Location identification lines:

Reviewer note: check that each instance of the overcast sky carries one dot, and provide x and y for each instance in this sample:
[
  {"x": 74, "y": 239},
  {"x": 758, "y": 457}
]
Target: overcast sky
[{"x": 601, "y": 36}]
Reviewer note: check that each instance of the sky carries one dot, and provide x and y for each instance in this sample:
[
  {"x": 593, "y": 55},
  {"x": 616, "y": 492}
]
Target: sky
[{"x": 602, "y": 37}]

---

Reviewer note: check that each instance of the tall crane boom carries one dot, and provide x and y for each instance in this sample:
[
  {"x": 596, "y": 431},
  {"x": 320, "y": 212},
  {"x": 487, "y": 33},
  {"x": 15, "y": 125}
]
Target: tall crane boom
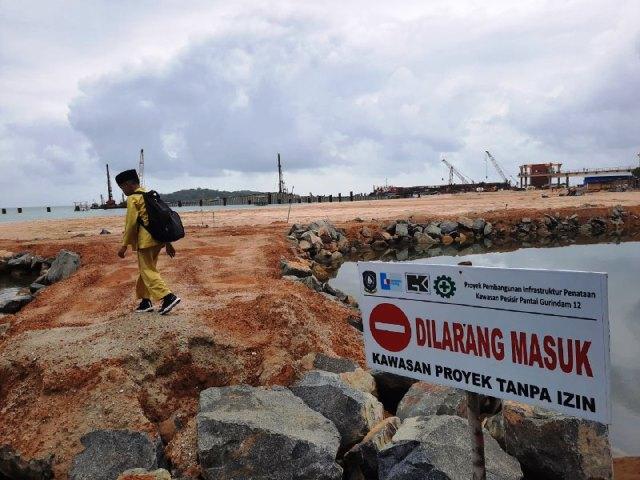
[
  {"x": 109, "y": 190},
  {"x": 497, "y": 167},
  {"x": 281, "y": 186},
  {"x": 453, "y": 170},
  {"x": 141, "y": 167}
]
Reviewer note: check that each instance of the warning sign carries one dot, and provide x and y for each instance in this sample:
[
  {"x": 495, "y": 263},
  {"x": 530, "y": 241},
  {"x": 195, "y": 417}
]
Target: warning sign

==

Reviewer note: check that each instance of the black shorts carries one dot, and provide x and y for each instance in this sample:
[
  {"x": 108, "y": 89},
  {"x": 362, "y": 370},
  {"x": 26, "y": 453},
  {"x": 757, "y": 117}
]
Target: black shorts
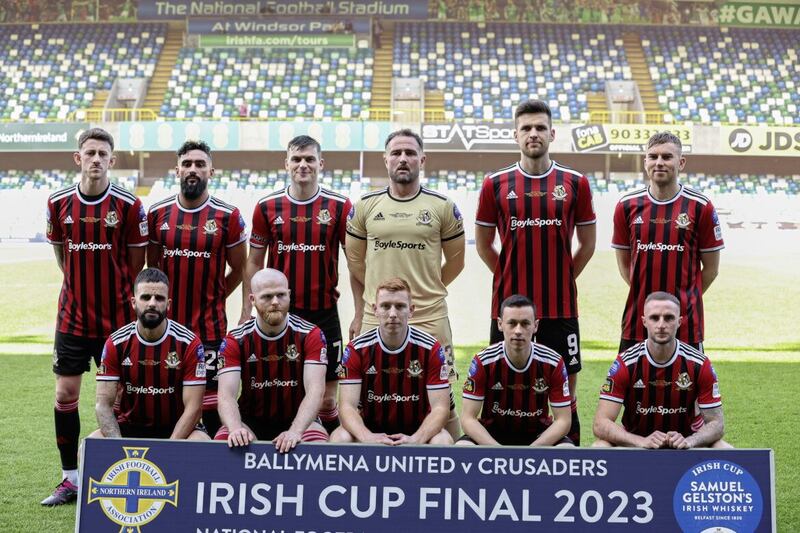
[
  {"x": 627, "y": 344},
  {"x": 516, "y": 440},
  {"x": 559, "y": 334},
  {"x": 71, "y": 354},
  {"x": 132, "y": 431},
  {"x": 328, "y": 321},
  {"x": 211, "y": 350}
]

■ **WRITTEN TASK**: Show every line above that contains the string "shorts", copying each one in full.

■ **EXERCISE RESPONSE**:
Reviewer note: check that each instance of the black shorts carries one dot, and provide x and y for each instance in this sample:
Target: black shorts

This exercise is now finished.